→ THE PROBLEM
Please continue the post about insurance deductibles and ER versus urgent care costs, picking up after its final sentence.

This part is basically a matter of degree. If I have full coverage on my car and total it in a single car accident, insurance will replace it, but I have to cover the deductable ($500-$2000 usually).

If I go to the emergency room, health insurance will cover it, but there's a deductable of like $50-$500 depending on the plan. That's a lot of money if you could have dealt with your issue at urgent care (usually half the deductable) or later at a GP. It's not a lot of money compared to what the ER bills your insurance for most things. Having doctors, nurses, pharmacy, and support staff onsite 24/7 with backups on call in order to handle 'anything', proof of ability to pay not required, is exensive and the costs get placed on the users that can pay.

That's not to say it's not shit. My favorite is when you go to urgent care, but they can't do whatever it is you need done, so they send you to the ER, and you get to pay the deductable for urgent care, then the deductable for the ER, then get the mailer for your insurance 'did you know, you can go to urgent care instead of the ER?' ... My next favorite is when you show up to urgent care at 10 am and they tell you they're all booked for the day.

→ DATA LISTING
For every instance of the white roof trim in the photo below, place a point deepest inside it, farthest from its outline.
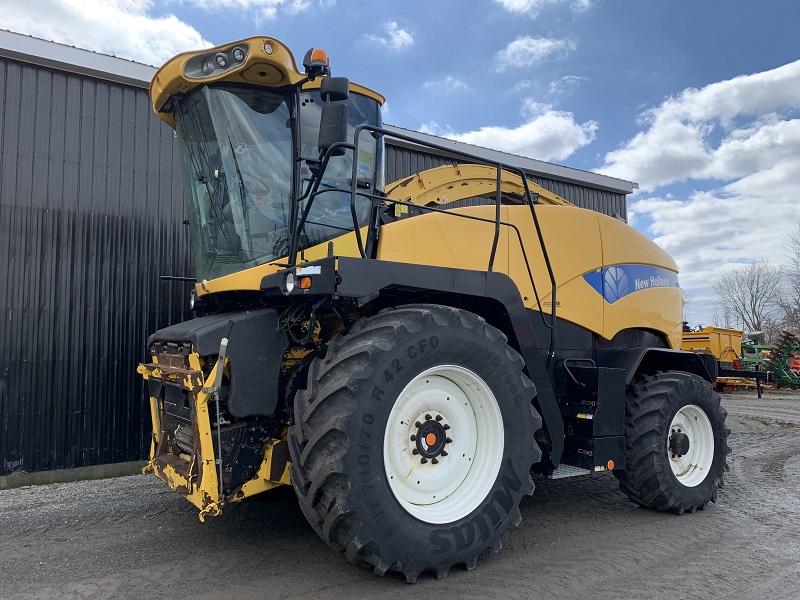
(93, 64)
(68, 58)
(529, 165)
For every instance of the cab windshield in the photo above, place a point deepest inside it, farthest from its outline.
(237, 157)
(236, 150)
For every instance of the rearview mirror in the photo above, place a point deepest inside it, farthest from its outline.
(333, 89)
(332, 128)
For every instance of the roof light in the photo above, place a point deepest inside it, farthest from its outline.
(319, 57)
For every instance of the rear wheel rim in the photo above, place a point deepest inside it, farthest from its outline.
(692, 467)
(444, 444)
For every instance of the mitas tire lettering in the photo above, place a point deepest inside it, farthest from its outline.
(482, 525)
(337, 442)
(422, 346)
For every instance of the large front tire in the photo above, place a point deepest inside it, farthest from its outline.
(413, 442)
(676, 443)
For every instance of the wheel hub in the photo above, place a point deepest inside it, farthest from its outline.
(679, 443)
(431, 438)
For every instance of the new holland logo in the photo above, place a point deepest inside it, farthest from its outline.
(614, 283)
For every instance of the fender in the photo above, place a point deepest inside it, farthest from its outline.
(650, 360)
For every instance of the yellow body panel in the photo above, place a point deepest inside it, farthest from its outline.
(250, 279)
(443, 240)
(578, 241)
(202, 489)
(274, 70)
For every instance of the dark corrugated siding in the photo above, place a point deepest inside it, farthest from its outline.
(91, 213)
(402, 162)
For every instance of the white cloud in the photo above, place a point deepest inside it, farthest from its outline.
(532, 7)
(266, 10)
(123, 28)
(565, 86)
(527, 51)
(396, 37)
(752, 112)
(448, 84)
(738, 144)
(546, 134)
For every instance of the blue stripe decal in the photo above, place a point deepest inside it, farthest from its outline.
(619, 281)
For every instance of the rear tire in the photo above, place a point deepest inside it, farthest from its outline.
(450, 380)
(676, 443)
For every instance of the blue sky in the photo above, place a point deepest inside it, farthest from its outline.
(697, 101)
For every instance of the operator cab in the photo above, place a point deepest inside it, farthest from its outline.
(251, 156)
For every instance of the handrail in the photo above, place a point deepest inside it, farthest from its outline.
(372, 232)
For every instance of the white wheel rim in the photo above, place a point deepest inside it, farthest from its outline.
(454, 485)
(691, 467)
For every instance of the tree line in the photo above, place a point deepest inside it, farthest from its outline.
(761, 296)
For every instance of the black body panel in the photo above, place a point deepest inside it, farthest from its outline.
(255, 349)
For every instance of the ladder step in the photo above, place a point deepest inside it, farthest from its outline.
(568, 471)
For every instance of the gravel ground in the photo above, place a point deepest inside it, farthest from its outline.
(131, 537)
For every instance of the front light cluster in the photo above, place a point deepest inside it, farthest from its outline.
(209, 65)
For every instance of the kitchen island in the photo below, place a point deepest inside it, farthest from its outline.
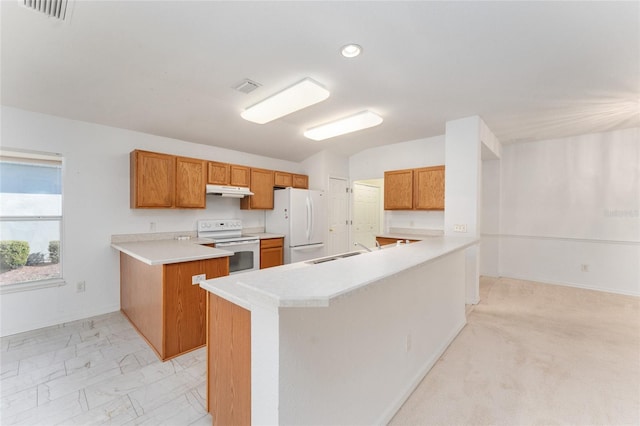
(339, 342)
(159, 292)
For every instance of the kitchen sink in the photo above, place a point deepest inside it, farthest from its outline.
(334, 257)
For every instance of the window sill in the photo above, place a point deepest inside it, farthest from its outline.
(34, 285)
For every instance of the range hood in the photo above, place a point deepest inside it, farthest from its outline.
(228, 191)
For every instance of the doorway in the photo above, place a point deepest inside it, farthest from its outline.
(338, 216)
(367, 211)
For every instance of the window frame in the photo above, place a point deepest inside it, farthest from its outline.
(37, 157)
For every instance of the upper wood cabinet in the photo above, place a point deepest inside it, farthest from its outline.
(398, 190)
(414, 189)
(262, 187)
(428, 188)
(152, 180)
(228, 174)
(240, 175)
(300, 181)
(166, 181)
(283, 179)
(191, 179)
(218, 173)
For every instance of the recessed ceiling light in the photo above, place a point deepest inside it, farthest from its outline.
(351, 50)
(301, 95)
(352, 123)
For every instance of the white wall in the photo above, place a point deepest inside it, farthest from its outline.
(572, 202)
(490, 219)
(96, 205)
(372, 163)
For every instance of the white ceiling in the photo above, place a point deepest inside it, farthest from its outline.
(531, 70)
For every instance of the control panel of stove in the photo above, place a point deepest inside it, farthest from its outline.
(219, 225)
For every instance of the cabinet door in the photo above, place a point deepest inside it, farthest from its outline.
(282, 179)
(428, 188)
(240, 175)
(152, 180)
(301, 181)
(185, 303)
(218, 173)
(398, 190)
(190, 183)
(271, 252)
(262, 188)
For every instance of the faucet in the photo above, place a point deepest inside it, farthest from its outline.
(361, 245)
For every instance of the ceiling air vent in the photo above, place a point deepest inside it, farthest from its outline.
(246, 86)
(52, 8)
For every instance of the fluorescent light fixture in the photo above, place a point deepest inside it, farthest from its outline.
(351, 50)
(301, 95)
(352, 123)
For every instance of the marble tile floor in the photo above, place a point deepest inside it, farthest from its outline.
(98, 371)
(530, 354)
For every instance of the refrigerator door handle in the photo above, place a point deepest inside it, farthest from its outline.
(309, 214)
(307, 248)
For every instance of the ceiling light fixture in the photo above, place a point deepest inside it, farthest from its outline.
(301, 95)
(352, 123)
(351, 50)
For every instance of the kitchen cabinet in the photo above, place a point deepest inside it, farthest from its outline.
(191, 179)
(428, 188)
(218, 173)
(166, 181)
(262, 187)
(414, 189)
(300, 181)
(398, 190)
(271, 252)
(283, 179)
(152, 180)
(228, 174)
(163, 304)
(239, 175)
(383, 241)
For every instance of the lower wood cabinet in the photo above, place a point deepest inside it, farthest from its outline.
(164, 306)
(271, 252)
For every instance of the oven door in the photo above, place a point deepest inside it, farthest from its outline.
(246, 255)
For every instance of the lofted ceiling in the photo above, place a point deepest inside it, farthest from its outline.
(532, 70)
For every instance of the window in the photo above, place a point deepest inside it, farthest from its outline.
(30, 220)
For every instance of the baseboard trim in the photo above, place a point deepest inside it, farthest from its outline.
(59, 320)
(572, 284)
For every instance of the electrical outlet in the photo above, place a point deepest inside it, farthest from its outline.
(197, 279)
(460, 228)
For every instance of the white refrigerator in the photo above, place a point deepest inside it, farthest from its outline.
(299, 214)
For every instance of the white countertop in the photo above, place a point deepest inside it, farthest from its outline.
(161, 252)
(264, 235)
(306, 285)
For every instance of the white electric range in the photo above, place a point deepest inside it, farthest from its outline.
(227, 234)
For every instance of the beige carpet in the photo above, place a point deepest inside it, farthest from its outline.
(536, 354)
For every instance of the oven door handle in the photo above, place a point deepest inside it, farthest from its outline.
(240, 243)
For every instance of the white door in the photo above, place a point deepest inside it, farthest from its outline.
(366, 214)
(338, 216)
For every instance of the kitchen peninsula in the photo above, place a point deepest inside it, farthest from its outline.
(339, 342)
(159, 292)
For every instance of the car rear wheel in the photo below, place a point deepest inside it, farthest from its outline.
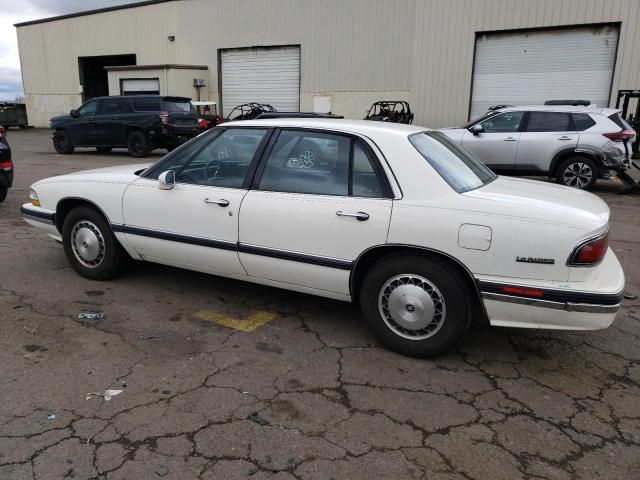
(138, 144)
(577, 172)
(416, 305)
(90, 246)
(62, 142)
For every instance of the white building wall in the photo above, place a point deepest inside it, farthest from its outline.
(356, 51)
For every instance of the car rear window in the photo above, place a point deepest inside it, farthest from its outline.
(461, 170)
(178, 106)
(582, 121)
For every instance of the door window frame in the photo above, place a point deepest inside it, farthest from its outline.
(383, 180)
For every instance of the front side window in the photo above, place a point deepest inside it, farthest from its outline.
(549, 122)
(461, 170)
(224, 161)
(503, 123)
(320, 164)
(88, 109)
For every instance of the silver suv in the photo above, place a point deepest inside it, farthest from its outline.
(576, 145)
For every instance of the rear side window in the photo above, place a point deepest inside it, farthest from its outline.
(582, 121)
(177, 106)
(146, 104)
(549, 122)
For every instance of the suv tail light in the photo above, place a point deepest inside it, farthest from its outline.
(626, 134)
(590, 252)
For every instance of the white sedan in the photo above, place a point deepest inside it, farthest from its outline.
(395, 217)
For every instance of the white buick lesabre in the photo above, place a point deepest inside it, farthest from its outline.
(395, 217)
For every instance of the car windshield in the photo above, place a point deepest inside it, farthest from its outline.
(461, 170)
(178, 106)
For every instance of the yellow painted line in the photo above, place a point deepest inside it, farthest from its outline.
(248, 324)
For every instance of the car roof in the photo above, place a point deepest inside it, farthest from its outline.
(561, 108)
(364, 127)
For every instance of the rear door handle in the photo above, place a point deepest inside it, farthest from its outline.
(362, 216)
(222, 202)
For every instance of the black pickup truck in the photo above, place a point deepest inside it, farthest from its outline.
(139, 123)
(6, 166)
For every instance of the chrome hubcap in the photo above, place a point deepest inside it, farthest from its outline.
(87, 244)
(578, 175)
(412, 306)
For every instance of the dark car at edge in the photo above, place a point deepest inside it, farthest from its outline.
(138, 123)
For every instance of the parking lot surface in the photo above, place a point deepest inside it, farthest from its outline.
(223, 380)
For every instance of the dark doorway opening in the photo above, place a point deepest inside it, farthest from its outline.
(93, 76)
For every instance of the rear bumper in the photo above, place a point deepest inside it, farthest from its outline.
(576, 306)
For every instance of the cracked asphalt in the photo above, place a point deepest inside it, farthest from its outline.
(308, 395)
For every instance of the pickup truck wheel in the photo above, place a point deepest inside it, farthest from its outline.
(90, 246)
(62, 142)
(415, 305)
(138, 144)
(577, 172)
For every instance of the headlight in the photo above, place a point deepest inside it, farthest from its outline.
(33, 196)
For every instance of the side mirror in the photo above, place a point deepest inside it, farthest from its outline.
(167, 180)
(476, 129)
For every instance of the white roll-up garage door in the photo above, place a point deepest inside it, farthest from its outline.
(138, 86)
(527, 68)
(263, 75)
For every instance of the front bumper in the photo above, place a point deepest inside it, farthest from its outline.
(41, 218)
(575, 306)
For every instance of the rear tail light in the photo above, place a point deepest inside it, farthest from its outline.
(590, 252)
(626, 134)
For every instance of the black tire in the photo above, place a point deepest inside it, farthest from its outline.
(439, 330)
(62, 142)
(577, 172)
(138, 144)
(84, 223)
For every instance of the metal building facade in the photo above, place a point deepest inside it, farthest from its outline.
(353, 51)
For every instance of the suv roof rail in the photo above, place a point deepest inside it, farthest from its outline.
(262, 116)
(573, 103)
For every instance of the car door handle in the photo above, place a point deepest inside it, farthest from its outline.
(362, 216)
(222, 202)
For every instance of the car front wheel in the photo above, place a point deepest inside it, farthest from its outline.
(62, 142)
(416, 305)
(577, 172)
(90, 246)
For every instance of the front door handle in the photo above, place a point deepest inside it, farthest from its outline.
(362, 216)
(222, 202)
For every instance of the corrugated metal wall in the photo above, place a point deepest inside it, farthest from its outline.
(353, 50)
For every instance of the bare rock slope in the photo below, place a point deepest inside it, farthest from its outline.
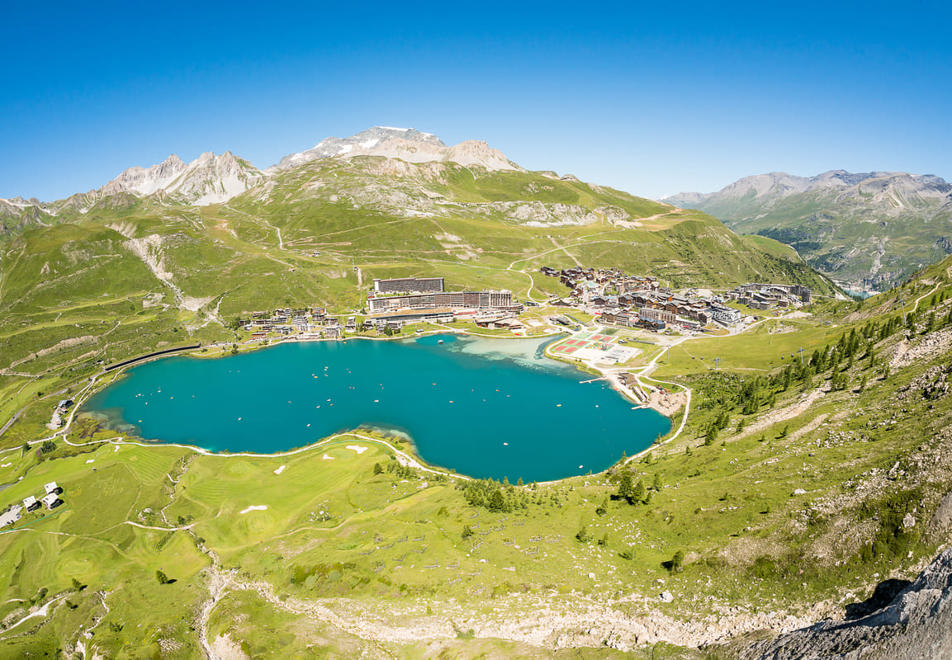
(916, 623)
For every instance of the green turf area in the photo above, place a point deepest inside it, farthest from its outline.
(161, 551)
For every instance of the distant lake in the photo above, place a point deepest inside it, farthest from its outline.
(483, 407)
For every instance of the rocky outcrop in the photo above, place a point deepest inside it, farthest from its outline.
(916, 622)
(209, 179)
(406, 144)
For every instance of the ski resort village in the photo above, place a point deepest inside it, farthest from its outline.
(594, 297)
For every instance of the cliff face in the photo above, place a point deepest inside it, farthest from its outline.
(915, 623)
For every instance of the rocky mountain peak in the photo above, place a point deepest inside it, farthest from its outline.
(209, 179)
(406, 144)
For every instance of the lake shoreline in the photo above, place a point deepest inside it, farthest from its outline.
(538, 352)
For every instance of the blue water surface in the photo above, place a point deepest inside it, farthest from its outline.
(483, 407)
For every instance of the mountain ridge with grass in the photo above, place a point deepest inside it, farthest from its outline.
(868, 231)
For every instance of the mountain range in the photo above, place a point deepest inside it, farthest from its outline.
(868, 231)
(213, 179)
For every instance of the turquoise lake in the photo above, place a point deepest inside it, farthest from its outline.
(483, 407)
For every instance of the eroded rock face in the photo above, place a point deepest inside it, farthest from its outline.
(916, 623)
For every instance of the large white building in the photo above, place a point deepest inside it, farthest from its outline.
(409, 285)
(442, 299)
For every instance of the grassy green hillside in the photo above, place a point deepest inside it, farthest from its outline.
(811, 487)
(342, 543)
(865, 242)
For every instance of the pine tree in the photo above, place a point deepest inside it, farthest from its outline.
(626, 490)
(639, 493)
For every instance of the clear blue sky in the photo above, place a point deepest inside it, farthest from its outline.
(653, 100)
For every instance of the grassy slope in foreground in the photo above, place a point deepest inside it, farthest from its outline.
(337, 535)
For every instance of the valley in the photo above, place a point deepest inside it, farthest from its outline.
(807, 459)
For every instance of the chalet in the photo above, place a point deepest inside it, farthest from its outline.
(725, 315)
(10, 516)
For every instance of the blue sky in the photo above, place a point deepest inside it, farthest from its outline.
(653, 100)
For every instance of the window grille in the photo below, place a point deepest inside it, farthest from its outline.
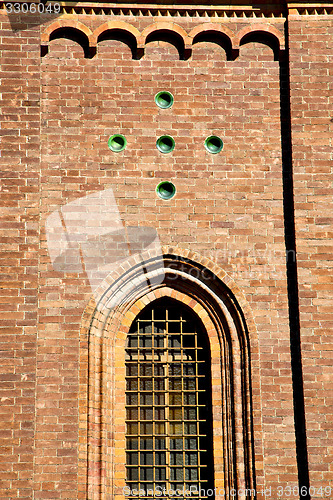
(168, 404)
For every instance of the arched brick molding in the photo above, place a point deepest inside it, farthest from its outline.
(268, 35)
(72, 30)
(171, 33)
(215, 33)
(209, 292)
(119, 30)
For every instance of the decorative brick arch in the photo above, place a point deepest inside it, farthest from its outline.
(269, 30)
(120, 26)
(197, 283)
(60, 27)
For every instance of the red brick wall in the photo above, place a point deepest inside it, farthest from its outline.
(19, 215)
(228, 207)
(311, 91)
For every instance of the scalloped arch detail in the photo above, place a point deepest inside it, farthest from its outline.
(212, 27)
(65, 23)
(116, 25)
(259, 28)
(165, 26)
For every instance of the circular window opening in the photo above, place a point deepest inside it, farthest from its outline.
(165, 144)
(213, 144)
(117, 143)
(164, 99)
(166, 190)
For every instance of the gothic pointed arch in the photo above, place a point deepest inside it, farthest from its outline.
(201, 287)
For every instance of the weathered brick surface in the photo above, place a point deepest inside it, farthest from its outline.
(19, 213)
(311, 91)
(59, 111)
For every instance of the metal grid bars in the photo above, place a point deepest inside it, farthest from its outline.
(168, 412)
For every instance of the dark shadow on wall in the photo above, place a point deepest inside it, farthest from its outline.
(292, 280)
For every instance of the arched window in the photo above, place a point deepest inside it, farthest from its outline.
(169, 442)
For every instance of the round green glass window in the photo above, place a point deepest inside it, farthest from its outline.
(214, 144)
(164, 99)
(165, 144)
(166, 190)
(117, 143)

→ EXERCISE OUTPUT
But, I don't know what we're supposed to do if we don't like it. Refusing to participate doesn't make the system better. Half of the country votes for a party that's unwilling to make things better; the other half votes for a party that's might try once a generation. The only hope we have is to qualify for Medicare and make it to Medicare age, and live somewhere where there's enough Medicare accepting doctors to take care of things at that age.